■ SELECTED EXCERPT
○ ○ ○ ○
Federal health lawsuits remanded back to states
RCRWireless News
By Jeffrey Silva
May 30, 2007
WASHINGTON—A federal judicial panel has conditionally remanded a brain cancer lawsuit and class action headset lawsuit against mobile phone companies to courts in Florida and Pennsylvania respectively.
U.S. District Judge Catherine Blake of Baltimore earlier this month recommended to the Judicial Panel on Mulitdistrict Litigation that the brain cancer lawsuit—Louther v. AT&T Inc.—return to federal court in Florida and the headset lawsuit—Farina v. Nokia Corp. et al.—be sent back to a federal court in Pennsylvania.
Mobile phone industry defendants in both cases have less than two weeks to oppose the remanding decisions. If the JPML affirms its May 24 conditional remand, there is likely to be a new round of legal sparring over whether the two suits should stay in federal court or return to state courts where they were originally filed several years ago.
That Blake cleared her plate of the two remaining health-related wireless lawsuits is a setback for the cellular industry, which convinced the federal judge to throw out an $800 million brain cancer lawsuit against Motorola Inc. and others in 2002 and five class action headset lawsuits in early 2003. Christopher Newman, the plaintiff in the brain cancer lawsuit whose case failed to go to trial after Blake ruled scientific evidence was lacking, died in May 2006. The Farina lawsuit seeks to force cellular operators to supply consumers with hands-free headsets to reduce their exposure to phone radiation and to compensate consumers who have already purchased headsets.
○ ○ ○ ○
■ EXCERPTED RECORDS
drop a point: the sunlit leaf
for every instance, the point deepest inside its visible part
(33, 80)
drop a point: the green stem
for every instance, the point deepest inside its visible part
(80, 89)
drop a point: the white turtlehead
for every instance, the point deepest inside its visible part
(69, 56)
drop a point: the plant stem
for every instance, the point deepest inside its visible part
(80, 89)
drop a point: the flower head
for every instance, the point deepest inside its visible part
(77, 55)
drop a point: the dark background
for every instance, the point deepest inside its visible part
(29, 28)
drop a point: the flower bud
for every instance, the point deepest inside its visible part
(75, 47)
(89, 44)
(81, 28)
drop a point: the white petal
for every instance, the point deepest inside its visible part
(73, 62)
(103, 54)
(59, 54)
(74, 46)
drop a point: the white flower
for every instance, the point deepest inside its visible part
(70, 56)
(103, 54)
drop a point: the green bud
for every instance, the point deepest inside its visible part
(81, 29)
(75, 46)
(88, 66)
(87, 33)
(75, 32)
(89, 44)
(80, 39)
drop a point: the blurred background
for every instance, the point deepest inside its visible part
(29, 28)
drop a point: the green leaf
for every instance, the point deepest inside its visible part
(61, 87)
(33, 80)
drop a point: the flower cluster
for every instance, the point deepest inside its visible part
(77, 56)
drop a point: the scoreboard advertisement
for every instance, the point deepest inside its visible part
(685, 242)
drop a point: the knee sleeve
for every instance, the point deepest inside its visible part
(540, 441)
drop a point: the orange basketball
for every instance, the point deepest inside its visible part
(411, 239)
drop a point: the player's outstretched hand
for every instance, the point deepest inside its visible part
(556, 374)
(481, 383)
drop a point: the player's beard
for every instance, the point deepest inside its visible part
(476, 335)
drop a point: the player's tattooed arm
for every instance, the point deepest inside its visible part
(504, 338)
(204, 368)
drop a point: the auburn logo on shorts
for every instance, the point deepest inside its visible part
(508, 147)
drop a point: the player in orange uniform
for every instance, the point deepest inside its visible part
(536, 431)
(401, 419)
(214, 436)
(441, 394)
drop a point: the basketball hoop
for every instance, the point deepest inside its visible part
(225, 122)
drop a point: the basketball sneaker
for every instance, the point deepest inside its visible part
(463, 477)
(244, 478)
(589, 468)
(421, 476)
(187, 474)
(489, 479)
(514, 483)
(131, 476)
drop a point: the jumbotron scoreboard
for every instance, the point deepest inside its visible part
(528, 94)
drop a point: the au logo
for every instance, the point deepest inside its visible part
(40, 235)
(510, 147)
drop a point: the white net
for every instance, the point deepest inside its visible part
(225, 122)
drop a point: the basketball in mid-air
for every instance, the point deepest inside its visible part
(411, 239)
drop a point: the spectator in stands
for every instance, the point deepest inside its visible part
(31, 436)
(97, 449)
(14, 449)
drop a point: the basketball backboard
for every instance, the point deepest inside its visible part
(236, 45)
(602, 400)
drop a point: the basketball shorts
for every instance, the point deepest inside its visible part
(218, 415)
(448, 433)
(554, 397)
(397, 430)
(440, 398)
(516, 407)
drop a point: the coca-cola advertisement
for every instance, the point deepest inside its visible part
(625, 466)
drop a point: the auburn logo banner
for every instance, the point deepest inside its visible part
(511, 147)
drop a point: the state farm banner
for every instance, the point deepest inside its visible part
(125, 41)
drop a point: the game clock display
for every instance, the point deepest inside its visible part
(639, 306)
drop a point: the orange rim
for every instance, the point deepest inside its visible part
○ ○ ○ ○
■ BRIEF
Please quote the passage of the remanded-lawsuits article above between "U.S. District Judge" and "court in Pennsylvania.", inclusive.

■ PROBLEM SOLUTION
U.S. District Judge Catherine Blake of Baltimore earlier this month recommended to the Judicial Panel on Mulitdistrict Litigation that the brain cancer lawsuit—Louther v. AT&T Inc.—return to federal court in Florida and the headset lawsuit—Farina v. Nokia Corp. et al.—be sent back to a federal court in Pennsylvania.